━━━━━ Exercise input

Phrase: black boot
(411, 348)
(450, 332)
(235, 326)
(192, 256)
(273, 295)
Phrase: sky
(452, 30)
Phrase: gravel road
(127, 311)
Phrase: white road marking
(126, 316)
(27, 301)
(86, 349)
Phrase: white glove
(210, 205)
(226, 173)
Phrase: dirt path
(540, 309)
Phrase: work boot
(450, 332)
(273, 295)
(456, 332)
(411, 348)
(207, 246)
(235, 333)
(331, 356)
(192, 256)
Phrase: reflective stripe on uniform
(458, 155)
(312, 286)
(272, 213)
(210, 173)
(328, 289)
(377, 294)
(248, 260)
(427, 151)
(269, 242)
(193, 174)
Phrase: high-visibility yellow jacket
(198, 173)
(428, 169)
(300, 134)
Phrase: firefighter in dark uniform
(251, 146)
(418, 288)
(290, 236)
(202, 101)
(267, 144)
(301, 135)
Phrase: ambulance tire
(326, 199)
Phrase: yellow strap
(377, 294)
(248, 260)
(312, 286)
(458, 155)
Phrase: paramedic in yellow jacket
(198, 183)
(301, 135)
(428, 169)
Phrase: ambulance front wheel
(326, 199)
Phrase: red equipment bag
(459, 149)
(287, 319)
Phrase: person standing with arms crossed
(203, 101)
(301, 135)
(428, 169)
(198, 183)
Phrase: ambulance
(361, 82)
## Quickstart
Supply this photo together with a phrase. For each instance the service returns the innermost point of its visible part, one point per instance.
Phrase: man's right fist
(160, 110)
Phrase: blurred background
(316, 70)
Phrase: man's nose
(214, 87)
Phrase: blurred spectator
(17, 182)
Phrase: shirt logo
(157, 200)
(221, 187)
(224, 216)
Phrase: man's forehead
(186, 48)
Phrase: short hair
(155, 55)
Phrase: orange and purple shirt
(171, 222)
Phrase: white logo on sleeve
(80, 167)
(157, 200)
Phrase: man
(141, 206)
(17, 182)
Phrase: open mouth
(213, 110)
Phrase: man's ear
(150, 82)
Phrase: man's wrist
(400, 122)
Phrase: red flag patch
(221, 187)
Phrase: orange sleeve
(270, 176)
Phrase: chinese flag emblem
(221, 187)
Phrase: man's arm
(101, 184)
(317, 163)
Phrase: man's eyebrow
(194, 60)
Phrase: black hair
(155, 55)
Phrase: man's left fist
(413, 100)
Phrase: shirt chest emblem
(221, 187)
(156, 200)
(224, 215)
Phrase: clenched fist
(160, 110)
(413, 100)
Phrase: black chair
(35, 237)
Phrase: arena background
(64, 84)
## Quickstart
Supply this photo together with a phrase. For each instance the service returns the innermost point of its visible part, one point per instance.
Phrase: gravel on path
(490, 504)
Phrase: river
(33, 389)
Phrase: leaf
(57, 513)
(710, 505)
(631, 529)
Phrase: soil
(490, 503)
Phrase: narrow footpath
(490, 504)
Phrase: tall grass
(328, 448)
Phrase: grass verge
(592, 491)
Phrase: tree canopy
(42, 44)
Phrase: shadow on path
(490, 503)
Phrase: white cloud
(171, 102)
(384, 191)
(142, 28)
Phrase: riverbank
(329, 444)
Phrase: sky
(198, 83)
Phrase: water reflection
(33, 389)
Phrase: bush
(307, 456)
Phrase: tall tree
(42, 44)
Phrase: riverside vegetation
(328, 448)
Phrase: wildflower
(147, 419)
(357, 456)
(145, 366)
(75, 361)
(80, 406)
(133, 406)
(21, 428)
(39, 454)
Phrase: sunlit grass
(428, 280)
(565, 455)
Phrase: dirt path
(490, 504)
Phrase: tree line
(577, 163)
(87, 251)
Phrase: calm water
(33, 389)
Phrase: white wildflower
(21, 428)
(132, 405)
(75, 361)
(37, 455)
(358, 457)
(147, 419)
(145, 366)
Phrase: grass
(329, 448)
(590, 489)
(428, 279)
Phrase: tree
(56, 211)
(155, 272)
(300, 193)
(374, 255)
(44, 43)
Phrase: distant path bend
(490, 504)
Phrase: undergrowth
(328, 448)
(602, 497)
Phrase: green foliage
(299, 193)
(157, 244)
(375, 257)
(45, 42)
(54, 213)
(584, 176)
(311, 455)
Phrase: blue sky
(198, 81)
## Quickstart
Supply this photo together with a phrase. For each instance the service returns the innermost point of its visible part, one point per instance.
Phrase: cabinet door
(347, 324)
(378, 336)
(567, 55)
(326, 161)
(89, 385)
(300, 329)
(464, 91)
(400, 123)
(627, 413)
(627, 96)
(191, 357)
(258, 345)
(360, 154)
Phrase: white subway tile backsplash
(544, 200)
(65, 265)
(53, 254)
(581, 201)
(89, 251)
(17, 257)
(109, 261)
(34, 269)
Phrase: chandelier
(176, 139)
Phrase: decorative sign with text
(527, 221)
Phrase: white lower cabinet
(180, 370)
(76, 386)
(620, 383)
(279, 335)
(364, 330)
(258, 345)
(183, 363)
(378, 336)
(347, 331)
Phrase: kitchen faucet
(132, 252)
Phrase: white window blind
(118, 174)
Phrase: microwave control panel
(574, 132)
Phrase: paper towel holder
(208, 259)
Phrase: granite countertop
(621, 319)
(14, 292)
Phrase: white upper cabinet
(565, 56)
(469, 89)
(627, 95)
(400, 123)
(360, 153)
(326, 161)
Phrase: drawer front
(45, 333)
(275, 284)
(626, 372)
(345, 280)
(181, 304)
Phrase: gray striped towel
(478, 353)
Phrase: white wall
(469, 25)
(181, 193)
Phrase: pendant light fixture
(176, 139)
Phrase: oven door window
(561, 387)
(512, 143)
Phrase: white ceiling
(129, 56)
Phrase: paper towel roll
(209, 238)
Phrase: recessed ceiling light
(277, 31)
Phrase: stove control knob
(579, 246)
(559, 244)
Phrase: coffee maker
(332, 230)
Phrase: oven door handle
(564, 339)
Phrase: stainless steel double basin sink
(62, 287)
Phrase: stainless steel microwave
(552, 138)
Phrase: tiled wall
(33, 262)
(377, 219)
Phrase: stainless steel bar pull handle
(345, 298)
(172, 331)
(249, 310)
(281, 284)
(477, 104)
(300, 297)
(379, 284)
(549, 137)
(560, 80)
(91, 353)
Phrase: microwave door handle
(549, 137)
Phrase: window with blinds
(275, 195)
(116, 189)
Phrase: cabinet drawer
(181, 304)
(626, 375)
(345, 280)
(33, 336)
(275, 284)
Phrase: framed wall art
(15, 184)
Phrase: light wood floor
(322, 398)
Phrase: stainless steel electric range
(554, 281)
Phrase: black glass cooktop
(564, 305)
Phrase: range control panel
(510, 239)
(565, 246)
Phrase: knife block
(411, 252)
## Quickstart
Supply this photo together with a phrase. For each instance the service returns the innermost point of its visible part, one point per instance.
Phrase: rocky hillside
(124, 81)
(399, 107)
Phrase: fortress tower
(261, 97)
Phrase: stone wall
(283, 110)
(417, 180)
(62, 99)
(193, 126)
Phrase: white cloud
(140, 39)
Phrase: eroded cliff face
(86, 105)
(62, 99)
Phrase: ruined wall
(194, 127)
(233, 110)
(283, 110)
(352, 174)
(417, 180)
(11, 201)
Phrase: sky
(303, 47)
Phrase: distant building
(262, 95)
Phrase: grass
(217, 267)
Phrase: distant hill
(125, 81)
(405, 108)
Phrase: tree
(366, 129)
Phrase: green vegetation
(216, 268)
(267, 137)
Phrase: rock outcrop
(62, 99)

━━━━━━━━━━

▶ _Exercise details_:
Output all of the data again. Match it exactly.

▶ _Written reply_:
Phrase: black boot
(411, 348)
(450, 332)
(235, 326)
(192, 256)
(273, 295)
Phrase: sky
(452, 30)
Phrase: gravel road
(127, 311)
Phrase: white road marking
(126, 316)
(27, 301)
(86, 349)
Phrase: white glove
(210, 205)
(226, 173)
Phrase: dirt path
(540, 309)
Phrase: work boot
(450, 332)
(273, 295)
(456, 332)
(411, 348)
(207, 246)
(235, 333)
(331, 356)
(192, 256)
Phrase: reflective stripe on uniform
(458, 155)
(312, 286)
(272, 213)
(210, 173)
(328, 289)
(377, 294)
(248, 260)
(427, 151)
(269, 242)
(193, 174)
Phrase: high-visibility yellow jacket
(198, 173)
(428, 169)
(300, 134)
Phrase: firefighter in dark uniform
(251, 146)
(418, 288)
(290, 236)
(202, 101)
(267, 144)
(301, 135)
Phrase: ambulance tire
(326, 199)
Phrase: yellow strap
(377, 294)
(248, 260)
(312, 286)
(458, 155)
Phrase: paramedic in yellow jacket
(198, 183)
(301, 135)
(428, 169)
Phrase: ambulance front wheel
(326, 199)
Phrase: red equipment bag
(459, 149)
(287, 319)
Phrase: person standing with arms crossed
(203, 101)
(301, 135)
(428, 169)
(198, 183)
Phrase: ambulance
(361, 82)
## Quickstart
Supply this photo together with a phrase. For each instance the service returns the innermost point of its visible part, one point per instance.
Phrase: man's right fist
(160, 110)
Phrase: blurred background
(316, 70)
Phrase: man's nose
(214, 87)
Phrase: blurred spectator
(17, 182)
Phrase: shirt logo
(157, 200)
(221, 187)
(224, 216)
Phrase: man's forehead
(186, 48)
Phrase: short hair
(155, 55)
Phrase: orange and purple shirt
(171, 222)
Phrase: white logo on sleeve
(80, 167)
(157, 200)
Phrase: man
(141, 206)
(17, 182)
Phrase: open mouth
(213, 110)
Phrase: man's ear
(150, 82)
Phrase: man's wrist
(400, 122)
Phrase: red flag patch
(221, 187)
Phrase: orange sleeve
(270, 176)
Phrase: chinese flag emblem
(221, 187)
Phrase: man's arm
(101, 184)
(317, 163)
Phrase: man's eyebrow
(194, 60)
Phrase: black hair
(155, 55)
Phrase: man's left fist
(413, 100)
Phrase: shirt chest emblem
(221, 187)
(156, 200)
(224, 215)
Phrase: clenched fist
(160, 110)
(413, 100)
Phrase: black chair
(35, 237)
Phrase: arena background
(64, 84)
## Quickstart
Supply this photo together with a phrase. For each instance the service returns the innermost point of its visible part, one point per instance.
Phrase: gravel on path
(490, 504)
Phrase: river
(33, 389)
Phrase: leaf
(57, 513)
(710, 505)
(631, 529)
Phrase: soil
(490, 503)
Phrase: narrow footpath
(490, 504)
Phrase: tall grass
(328, 448)
Phrase: grass verge
(592, 491)
Phrase: tree canopy
(42, 44)
Phrase: shadow on path
(490, 503)
Phrase: white cloud
(171, 102)
(384, 191)
(142, 28)
Phrase: riverbank
(329, 444)
Phrase: sky
(198, 83)
Phrase: water reflection
(33, 389)
Phrase: bush
(307, 456)
Phrase: tall tree
(42, 44)
Phrase: riverside vegetation
(328, 448)
Phrase: wildflower
(147, 419)
(357, 456)
(145, 366)
(75, 361)
(80, 406)
(133, 406)
(21, 428)
(39, 454)
Phrase: sunlit grass
(428, 280)
(565, 455)
Phrase: dirt path
(490, 504)
Phrase: tree line
(577, 163)
(87, 251)
Phrase: calm water
(33, 389)
Phrase: white wildflower
(21, 428)
(132, 405)
(75, 361)
(37, 455)
(358, 457)
(147, 419)
(145, 366)
Phrase: grass
(329, 448)
(590, 489)
(428, 279)
Phrase: tree
(56, 211)
(155, 272)
(300, 193)
(374, 255)
(44, 43)
Phrase: distant path bend
(490, 504)
Phrase: undergrowth
(328, 448)
(602, 497)
Phrase: green foliage
(299, 193)
(157, 244)
(375, 257)
(45, 42)
(54, 213)
(584, 176)
(311, 455)
Phrase: blue sky
(198, 81)
## Quickstart
Supply this photo together with a phrase. For each instance the service returns the innermost point of its visible part, one point per instance.
Phrase: cabinet door
(347, 324)
(378, 336)
(567, 55)
(326, 161)
(89, 385)
(300, 329)
(464, 91)
(400, 123)
(627, 413)
(627, 96)
(191, 357)
(258, 345)
(360, 154)
Phrase: white subway tile backsplash
(544, 200)
(65, 265)
(53, 254)
(581, 201)
(89, 251)
(17, 257)
(109, 261)
(34, 269)
Phrase: chandelier
(176, 139)
Phrase: decorative sign with text
(527, 221)
Phrase: white lower cabinet
(180, 370)
(76, 386)
(620, 383)
(279, 335)
(364, 330)
(258, 345)
(183, 363)
(378, 336)
(347, 331)
Phrase: kitchen faucet
(132, 252)
Phrase: white window blind
(118, 174)
Phrase: microwave control panel
(574, 132)
Phrase: paper towel holder
(208, 259)
Phrase: granite countertop
(621, 319)
(14, 292)
Phrase: white upper cabinet
(565, 56)
(469, 89)
(627, 95)
(400, 123)
(360, 153)
(326, 161)
Phrase: drawer front
(45, 333)
(275, 284)
(626, 372)
(345, 280)
(181, 304)
Phrase: gray striped towel
(478, 353)
Phrase: white wall
(469, 25)
(181, 193)
Phrase: pendant light fixture
(176, 139)
Phrase: oven door window
(561, 387)
(512, 143)
Phrase: white ceiling
(129, 56)
Phrase: paper towel roll
(209, 238)
Phrase: recessed ceiling light
(277, 31)
Phrase: stove control knob
(579, 246)
(559, 244)
Phrase: coffee maker
(332, 230)
Phrase: oven door handle
(564, 339)
Phrase: stainless steel double basin sink
(62, 287)
Phrase: stainless steel microwave
(552, 138)
Phrase: tiled wall
(33, 262)
(377, 219)
Phrase: stainless steel bar pull handle
(345, 298)
(172, 331)
(249, 310)
(281, 284)
(477, 104)
(300, 297)
(379, 284)
(549, 137)
(560, 80)
(91, 353)
Phrase: microwave door handle
(549, 137)
Phrase: window with blinds
(275, 195)
(116, 189)
Phrase: cabinet drawer
(181, 304)
(626, 375)
(345, 280)
(33, 336)
(275, 284)
Phrase: framed wall art
(15, 184)
Phrase: light wood floor
(322, 398)
Phrase: stainless steel electric range
(554, 281)
Phrase: black glass cooktop
(564, 305)
Phrase: range control panel
(510, 239)
(565, 246)
Phrase: knife block
(411, 252)
## Quickstart
Supply this photo together with a phrase. For each instance the service returns the innermost point of its visible part, one point per instance.
Phrase: rocky hillside
(124, 81)
(399, 107)
Phrase: fortress tower
(261, 97)
Phrase: stone wall
(283, 110)
(417, 180)
(62, 99)
(193, 126)
Phrase: white cloud
(140, 39)
Phrase: eroded cliff face
(86, 105)
(62, 99)
Phrase: ruined wall
(194, 127)
(233, 110)
(283, 110)
(352, 174)
(417, 180)
(11, 201)
Phrase: sky
(303, 47)
Phrase: distant building
(262, 95)
Phrase: grass
(217, 267)
Phrase: distant hill
(125, 81)
(405, 108)
Phrase: tree
(366, 129)
Phrase: green vegetation
(216, 268)
(267, 137)
Phrase: rock outcrop
(62, 99)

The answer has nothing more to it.